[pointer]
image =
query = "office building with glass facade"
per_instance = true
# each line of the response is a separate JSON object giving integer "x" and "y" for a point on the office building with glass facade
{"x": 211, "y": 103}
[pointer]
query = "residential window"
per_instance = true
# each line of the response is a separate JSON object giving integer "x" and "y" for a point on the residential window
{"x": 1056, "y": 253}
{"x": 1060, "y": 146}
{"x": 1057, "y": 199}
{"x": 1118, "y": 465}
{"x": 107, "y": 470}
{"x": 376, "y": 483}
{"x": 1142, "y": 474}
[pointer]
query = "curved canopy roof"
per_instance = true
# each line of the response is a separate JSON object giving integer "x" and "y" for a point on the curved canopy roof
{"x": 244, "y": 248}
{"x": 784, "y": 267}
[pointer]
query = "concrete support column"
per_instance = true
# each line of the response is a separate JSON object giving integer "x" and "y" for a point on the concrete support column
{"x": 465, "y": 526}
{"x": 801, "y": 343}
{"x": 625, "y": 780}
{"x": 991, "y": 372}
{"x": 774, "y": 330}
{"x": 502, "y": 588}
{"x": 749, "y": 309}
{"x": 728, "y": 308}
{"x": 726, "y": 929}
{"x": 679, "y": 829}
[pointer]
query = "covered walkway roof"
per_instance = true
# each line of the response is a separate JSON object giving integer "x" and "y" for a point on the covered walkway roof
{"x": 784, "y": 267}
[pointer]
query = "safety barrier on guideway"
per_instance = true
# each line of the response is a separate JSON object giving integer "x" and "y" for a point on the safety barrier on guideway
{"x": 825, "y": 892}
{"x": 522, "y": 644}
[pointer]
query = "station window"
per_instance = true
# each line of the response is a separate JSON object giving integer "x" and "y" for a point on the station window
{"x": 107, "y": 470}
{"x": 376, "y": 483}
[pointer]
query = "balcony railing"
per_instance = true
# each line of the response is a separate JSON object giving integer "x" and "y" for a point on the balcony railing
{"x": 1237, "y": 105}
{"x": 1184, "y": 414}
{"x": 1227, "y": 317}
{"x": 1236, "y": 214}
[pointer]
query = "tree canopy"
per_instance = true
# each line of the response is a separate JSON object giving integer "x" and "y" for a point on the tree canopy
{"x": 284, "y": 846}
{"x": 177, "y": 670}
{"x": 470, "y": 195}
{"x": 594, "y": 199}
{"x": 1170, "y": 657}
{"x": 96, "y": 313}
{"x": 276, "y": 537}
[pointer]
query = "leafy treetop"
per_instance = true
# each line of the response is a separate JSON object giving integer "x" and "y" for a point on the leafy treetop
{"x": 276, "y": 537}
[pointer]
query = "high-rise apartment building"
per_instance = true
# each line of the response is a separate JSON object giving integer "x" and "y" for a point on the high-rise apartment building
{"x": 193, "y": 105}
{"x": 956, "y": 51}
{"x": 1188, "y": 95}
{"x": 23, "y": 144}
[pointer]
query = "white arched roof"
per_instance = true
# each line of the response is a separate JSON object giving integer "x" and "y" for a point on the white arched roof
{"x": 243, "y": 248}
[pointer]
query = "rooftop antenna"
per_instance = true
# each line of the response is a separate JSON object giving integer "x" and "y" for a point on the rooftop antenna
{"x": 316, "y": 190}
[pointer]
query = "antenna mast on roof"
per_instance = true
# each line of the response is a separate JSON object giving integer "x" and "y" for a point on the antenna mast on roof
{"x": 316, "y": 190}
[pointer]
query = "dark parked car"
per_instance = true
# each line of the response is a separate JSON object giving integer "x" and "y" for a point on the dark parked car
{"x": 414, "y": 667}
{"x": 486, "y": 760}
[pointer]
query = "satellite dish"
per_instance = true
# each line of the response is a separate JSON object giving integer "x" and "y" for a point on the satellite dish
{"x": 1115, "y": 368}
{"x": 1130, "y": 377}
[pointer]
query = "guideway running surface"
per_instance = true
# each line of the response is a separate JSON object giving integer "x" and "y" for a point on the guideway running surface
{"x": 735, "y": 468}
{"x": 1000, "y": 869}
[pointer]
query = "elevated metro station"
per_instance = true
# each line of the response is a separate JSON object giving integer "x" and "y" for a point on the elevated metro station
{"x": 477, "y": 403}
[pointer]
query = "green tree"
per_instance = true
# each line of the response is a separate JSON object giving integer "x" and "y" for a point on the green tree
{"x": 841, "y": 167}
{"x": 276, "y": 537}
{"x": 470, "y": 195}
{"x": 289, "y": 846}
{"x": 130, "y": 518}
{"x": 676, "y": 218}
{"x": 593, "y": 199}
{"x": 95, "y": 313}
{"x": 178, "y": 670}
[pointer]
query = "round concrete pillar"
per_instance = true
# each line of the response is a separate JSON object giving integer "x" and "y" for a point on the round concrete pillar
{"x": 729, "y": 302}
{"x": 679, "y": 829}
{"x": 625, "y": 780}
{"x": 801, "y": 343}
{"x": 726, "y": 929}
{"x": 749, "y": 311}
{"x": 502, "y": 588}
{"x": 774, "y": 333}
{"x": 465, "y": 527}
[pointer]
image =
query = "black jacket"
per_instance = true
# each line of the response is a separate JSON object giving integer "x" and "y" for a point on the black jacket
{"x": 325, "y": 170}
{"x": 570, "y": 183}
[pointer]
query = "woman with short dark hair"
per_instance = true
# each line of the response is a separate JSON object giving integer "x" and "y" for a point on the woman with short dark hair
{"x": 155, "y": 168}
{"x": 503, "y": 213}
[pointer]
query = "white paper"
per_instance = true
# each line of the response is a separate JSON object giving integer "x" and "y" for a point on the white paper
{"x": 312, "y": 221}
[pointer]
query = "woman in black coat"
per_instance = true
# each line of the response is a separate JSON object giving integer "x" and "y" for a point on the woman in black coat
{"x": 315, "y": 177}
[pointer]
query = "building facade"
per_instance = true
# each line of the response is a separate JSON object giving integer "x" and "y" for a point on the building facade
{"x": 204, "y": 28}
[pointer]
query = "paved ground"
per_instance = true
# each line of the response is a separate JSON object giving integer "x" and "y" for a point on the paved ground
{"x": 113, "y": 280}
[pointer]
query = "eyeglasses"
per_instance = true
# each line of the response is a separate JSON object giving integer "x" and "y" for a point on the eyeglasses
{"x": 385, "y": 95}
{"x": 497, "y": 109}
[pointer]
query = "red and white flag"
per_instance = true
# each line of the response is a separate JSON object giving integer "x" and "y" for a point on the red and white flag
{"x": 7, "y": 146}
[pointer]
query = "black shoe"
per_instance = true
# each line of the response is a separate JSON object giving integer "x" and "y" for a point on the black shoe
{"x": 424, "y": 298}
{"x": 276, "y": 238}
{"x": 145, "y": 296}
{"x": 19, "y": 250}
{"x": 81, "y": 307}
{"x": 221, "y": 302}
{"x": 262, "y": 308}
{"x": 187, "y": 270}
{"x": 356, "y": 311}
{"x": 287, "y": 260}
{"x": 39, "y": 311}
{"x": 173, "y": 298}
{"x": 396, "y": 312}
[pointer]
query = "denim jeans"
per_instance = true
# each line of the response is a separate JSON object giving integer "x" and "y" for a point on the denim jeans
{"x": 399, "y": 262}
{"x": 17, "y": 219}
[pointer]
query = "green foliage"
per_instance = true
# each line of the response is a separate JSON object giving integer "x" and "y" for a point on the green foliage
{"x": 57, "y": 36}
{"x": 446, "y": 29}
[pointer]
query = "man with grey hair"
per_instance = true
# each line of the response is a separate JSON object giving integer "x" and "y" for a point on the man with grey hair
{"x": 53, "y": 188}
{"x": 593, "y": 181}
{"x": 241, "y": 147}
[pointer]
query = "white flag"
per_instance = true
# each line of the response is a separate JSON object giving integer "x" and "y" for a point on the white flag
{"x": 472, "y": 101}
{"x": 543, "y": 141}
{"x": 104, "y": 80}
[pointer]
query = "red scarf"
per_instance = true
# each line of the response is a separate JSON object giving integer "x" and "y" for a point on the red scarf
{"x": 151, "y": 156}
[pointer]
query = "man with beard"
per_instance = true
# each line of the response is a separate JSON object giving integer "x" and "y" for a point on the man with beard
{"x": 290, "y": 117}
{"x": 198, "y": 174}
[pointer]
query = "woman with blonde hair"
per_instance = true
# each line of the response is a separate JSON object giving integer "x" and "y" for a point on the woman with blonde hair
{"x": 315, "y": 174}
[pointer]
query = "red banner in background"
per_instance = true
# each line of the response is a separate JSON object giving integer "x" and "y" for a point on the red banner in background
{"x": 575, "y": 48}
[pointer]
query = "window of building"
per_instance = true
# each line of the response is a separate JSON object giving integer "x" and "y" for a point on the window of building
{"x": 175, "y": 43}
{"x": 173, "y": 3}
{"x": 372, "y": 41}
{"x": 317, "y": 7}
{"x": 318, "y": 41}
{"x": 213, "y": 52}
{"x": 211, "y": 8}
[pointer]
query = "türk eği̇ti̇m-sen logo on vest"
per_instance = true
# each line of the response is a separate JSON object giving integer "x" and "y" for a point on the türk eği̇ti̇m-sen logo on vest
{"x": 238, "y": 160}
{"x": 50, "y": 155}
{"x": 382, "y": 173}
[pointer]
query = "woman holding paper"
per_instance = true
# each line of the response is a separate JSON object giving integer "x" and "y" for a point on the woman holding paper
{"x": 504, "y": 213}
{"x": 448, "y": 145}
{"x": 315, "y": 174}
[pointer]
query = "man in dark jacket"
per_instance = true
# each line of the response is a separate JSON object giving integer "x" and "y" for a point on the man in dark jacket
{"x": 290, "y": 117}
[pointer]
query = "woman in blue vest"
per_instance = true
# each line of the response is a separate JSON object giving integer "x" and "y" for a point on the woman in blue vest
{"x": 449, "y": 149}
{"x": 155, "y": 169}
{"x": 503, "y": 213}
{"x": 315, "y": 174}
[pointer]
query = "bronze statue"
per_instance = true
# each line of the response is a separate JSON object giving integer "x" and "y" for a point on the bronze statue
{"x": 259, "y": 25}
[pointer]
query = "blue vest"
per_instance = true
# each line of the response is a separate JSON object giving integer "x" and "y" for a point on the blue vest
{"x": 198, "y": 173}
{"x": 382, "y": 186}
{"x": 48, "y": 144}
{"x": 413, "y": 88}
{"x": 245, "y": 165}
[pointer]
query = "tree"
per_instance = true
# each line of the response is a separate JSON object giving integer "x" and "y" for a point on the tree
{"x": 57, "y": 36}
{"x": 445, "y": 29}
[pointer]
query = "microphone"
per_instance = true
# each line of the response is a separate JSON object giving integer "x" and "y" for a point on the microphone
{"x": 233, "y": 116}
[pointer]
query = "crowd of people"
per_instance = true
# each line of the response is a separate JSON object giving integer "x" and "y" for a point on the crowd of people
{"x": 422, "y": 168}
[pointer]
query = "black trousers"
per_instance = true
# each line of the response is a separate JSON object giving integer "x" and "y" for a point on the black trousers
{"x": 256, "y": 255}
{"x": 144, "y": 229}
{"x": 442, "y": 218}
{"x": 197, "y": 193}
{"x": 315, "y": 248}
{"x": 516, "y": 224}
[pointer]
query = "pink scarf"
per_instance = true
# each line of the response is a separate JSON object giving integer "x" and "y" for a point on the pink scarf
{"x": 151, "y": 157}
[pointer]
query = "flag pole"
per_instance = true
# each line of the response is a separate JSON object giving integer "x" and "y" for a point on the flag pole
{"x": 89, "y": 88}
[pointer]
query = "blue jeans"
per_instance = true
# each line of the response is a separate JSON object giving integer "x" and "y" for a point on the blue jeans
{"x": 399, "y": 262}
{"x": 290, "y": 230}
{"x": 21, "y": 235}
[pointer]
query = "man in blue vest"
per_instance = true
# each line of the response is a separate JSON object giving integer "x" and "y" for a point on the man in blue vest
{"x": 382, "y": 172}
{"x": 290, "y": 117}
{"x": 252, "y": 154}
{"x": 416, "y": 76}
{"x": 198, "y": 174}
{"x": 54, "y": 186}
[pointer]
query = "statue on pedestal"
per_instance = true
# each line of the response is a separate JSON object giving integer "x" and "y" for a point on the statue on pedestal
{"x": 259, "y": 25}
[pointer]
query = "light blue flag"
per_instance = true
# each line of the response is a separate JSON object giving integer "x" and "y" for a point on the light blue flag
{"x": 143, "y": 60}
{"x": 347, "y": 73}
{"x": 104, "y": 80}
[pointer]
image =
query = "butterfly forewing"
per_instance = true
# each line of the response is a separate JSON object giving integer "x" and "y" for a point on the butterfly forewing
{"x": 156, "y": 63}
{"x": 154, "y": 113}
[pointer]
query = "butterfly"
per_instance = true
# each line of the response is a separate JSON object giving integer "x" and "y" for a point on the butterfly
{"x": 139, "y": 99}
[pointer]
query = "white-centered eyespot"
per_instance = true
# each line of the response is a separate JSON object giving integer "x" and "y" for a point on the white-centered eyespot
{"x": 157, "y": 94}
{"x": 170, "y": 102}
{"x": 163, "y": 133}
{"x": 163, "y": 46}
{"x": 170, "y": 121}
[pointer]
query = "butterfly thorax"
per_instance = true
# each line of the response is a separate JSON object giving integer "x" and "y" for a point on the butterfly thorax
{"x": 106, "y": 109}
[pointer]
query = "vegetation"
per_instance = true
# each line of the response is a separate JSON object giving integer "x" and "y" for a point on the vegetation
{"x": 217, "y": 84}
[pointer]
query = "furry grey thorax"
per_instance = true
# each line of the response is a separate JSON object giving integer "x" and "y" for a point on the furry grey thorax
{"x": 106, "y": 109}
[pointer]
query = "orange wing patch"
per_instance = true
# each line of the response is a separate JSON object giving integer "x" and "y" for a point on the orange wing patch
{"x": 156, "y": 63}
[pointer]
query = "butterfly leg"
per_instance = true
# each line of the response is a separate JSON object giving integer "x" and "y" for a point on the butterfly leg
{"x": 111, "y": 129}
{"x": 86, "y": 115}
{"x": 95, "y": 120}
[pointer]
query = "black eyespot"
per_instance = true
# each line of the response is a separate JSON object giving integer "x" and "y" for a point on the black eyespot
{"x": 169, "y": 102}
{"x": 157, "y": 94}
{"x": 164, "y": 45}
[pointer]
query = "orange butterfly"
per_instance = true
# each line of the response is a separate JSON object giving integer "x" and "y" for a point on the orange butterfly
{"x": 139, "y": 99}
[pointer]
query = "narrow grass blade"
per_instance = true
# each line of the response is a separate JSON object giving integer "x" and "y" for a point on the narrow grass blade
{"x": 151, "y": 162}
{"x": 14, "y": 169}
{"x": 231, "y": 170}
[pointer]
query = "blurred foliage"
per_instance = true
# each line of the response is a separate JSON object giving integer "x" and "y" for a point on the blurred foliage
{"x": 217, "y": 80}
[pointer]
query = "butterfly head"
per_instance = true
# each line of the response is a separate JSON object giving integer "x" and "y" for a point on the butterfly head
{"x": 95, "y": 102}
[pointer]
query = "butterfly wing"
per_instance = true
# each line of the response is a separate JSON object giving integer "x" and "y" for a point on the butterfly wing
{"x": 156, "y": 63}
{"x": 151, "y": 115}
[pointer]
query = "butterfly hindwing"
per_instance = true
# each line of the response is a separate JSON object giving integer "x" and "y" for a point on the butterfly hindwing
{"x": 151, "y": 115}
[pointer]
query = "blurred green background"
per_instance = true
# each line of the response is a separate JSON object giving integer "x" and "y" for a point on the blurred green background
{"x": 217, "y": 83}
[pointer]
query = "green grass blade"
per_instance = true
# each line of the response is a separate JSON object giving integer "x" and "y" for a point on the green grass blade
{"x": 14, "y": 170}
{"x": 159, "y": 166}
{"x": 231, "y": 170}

◇ ◇ ◇ ◇ ◇

- YOUR INSTRUCTIONS -
After locating the line that holds "the green grass blade", print it and each line after it through the end of the data, exactly as it stands.

- RESULT OF THE EXERCISE -
# each line of the response is a separate JSON object giving integer "x" and "y" for a point on the green grass blade
{"x": 14, "y": 170}
{"x": 159, "y": 166}
{"x": 231, "y": 170}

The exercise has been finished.